# Records supplied:
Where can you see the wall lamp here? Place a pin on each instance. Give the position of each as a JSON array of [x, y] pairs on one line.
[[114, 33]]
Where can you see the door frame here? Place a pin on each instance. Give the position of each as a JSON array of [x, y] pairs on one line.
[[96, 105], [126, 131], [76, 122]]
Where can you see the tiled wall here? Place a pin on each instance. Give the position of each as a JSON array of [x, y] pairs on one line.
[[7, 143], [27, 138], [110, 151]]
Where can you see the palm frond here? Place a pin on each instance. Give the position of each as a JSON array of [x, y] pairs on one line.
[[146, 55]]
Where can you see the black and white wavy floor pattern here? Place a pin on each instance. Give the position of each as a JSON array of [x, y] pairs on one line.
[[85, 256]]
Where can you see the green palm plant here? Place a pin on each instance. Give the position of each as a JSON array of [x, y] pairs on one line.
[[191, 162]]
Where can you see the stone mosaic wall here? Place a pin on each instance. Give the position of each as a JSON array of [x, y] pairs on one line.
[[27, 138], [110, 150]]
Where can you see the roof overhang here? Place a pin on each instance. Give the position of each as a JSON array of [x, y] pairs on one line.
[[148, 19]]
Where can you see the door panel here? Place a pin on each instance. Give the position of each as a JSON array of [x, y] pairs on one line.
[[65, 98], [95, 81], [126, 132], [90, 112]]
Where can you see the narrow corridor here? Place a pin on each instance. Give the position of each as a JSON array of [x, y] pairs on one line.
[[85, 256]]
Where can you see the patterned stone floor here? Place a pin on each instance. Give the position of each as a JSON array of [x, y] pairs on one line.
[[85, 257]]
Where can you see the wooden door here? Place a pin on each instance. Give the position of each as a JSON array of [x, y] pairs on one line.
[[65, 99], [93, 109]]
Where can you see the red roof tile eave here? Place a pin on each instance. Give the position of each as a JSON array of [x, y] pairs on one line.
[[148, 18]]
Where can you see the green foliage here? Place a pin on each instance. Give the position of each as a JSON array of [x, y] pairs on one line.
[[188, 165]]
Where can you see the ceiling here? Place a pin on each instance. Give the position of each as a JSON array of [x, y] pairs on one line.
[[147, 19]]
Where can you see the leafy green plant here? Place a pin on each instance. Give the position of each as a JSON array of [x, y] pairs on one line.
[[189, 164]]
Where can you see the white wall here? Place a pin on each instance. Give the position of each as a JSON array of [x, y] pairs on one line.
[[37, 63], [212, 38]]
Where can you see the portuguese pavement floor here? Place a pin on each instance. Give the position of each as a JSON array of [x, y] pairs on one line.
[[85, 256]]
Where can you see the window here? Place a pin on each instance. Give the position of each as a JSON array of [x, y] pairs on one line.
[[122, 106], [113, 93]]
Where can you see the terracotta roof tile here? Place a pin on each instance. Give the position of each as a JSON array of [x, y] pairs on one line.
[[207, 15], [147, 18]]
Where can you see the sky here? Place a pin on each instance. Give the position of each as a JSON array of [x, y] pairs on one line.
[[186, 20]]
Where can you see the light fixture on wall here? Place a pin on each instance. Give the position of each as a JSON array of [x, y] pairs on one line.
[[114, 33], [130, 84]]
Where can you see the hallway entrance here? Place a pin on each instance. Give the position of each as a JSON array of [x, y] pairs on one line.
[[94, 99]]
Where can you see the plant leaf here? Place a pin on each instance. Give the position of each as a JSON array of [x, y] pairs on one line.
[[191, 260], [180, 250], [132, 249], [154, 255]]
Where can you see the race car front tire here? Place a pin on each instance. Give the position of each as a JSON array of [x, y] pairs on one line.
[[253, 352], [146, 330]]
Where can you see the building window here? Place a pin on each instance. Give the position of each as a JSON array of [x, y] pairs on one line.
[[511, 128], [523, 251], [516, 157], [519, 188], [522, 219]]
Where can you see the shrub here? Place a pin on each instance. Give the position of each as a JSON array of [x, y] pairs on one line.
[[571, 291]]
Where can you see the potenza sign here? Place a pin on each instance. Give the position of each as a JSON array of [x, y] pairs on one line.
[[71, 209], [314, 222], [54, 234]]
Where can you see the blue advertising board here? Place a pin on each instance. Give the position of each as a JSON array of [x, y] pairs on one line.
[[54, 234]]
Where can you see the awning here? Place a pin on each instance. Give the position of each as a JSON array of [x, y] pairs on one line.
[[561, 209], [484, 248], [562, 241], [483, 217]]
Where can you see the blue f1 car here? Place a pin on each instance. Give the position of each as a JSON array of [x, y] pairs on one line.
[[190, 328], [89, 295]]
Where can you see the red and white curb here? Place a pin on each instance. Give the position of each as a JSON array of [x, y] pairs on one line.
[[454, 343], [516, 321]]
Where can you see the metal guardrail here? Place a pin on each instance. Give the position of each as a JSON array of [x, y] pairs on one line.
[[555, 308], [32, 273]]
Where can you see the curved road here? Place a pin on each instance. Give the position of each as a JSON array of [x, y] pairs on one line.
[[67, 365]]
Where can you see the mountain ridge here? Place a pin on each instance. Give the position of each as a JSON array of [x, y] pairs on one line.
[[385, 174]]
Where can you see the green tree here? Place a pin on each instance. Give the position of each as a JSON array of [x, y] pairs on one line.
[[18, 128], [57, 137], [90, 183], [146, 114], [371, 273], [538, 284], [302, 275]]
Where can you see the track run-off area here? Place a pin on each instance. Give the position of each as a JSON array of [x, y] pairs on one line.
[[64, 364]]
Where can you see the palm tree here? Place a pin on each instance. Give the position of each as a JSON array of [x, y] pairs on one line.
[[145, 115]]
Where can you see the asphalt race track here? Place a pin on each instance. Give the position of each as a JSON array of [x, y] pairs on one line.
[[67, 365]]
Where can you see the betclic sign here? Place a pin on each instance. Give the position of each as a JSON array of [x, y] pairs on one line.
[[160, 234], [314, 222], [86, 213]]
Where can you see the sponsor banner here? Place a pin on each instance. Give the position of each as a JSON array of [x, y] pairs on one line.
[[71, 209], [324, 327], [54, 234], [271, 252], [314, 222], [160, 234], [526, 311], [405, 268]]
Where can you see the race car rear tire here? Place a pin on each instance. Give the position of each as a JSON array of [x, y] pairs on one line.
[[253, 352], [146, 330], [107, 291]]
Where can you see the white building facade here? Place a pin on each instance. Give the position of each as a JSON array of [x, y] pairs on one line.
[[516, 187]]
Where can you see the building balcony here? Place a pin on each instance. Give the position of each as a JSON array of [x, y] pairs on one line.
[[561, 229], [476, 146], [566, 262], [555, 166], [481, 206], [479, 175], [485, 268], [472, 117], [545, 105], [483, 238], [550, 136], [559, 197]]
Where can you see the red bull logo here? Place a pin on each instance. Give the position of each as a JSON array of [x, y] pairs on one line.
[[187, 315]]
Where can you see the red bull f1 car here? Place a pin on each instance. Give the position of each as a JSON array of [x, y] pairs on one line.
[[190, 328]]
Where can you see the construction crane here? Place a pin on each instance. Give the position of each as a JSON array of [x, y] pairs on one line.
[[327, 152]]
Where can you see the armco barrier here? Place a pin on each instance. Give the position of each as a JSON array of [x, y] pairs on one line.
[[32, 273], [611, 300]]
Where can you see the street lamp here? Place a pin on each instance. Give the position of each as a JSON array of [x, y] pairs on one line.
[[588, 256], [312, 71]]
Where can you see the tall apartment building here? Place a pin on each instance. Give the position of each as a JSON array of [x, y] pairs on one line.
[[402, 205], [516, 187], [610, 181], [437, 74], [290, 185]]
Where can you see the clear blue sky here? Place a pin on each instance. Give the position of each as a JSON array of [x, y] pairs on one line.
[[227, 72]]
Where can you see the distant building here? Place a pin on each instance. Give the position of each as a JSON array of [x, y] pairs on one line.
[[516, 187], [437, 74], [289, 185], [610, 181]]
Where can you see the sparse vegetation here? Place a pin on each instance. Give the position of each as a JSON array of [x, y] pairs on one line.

# Problem to work on:
Retype the listing above word for word, beginning with its first line and ending after the line that contains "[[114, 33]]".

# Exercise answer:
Where can you see the wall lamp here? Place a pin on each instance. Give the position of each as a JSON array of [x, y] pairs on one line.
[[114, 33]]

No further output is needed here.